* _WHAT TO WORK ON_: Pick out every line in the rows below that contains the string "icicle". Matching is case-sensitive.

+--

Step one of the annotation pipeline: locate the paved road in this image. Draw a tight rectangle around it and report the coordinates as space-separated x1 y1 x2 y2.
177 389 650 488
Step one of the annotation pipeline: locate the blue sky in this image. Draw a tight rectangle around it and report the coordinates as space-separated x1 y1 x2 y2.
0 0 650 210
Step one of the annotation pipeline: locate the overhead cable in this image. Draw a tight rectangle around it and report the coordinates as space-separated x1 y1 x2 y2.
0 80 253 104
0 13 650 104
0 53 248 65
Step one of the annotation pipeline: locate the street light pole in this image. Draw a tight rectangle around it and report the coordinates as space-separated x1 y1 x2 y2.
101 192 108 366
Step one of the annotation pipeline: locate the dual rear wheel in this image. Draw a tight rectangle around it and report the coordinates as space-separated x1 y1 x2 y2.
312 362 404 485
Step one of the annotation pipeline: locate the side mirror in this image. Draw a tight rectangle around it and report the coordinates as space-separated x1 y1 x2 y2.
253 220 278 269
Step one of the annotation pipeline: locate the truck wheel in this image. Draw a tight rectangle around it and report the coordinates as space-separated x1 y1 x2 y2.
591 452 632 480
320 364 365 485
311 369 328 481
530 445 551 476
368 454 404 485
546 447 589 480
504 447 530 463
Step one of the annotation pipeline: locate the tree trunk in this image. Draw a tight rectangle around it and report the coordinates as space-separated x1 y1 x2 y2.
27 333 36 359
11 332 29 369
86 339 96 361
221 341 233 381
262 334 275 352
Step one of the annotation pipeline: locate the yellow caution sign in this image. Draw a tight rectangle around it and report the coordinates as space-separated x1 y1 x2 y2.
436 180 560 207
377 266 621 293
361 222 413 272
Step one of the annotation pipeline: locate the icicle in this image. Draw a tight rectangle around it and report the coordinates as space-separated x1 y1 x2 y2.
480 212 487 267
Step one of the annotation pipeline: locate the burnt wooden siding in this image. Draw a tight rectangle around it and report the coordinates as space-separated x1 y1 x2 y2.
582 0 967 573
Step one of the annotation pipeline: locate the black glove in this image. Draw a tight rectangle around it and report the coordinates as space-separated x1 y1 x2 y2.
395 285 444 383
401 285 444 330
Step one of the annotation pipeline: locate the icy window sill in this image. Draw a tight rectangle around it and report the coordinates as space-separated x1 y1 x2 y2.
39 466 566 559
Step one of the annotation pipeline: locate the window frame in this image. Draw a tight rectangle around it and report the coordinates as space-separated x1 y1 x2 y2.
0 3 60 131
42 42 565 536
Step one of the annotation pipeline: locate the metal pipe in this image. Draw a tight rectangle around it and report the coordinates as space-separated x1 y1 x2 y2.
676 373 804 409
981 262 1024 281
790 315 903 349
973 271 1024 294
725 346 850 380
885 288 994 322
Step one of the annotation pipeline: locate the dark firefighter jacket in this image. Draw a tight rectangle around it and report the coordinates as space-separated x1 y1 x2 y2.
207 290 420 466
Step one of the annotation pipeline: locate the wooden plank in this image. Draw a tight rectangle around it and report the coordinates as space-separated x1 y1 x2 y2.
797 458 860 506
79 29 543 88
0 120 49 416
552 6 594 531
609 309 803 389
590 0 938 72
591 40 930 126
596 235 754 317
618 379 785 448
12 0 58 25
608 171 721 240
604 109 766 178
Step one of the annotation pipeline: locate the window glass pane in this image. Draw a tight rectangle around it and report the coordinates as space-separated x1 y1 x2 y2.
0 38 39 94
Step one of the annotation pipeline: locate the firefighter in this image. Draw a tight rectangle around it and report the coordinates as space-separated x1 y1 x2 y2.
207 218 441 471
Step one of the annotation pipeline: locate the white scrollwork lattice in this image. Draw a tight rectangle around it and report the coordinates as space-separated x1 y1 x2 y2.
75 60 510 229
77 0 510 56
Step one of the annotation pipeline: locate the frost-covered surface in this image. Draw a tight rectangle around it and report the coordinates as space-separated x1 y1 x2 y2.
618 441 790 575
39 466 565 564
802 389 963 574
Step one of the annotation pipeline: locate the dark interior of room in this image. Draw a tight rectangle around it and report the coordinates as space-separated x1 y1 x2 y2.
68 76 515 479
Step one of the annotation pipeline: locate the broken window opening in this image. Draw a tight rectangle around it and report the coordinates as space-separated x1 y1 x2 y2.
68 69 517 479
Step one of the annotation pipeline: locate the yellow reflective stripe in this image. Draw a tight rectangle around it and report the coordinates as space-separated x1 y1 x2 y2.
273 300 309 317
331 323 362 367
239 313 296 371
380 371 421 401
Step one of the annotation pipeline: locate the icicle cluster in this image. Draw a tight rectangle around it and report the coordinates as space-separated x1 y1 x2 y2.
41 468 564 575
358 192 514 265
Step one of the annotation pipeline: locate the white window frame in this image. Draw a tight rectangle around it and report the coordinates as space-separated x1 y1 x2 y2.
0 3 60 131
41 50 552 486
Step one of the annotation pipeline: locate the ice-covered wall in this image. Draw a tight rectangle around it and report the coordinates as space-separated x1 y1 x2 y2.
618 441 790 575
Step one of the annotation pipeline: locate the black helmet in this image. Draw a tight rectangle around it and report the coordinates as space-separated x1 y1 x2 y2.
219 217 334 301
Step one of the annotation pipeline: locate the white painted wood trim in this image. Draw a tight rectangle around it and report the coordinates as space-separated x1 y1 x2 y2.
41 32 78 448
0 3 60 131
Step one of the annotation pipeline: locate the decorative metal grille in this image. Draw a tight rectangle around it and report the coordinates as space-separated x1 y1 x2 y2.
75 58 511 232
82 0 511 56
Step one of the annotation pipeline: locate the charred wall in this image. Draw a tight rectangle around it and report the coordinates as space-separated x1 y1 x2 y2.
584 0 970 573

+--

* _THE ANSWER_:
Step one of the annotation pipeline: locate the icicle in this image. Draw a tight rectangle around it and report the coordinates as space-separated x1 y1 x2 y2.
Step one of the annotation pipeline: locate the icicle cluster in this image. Draw a tight rectangle around it and report the coordinates as space-separated x1 y1 x2 y2.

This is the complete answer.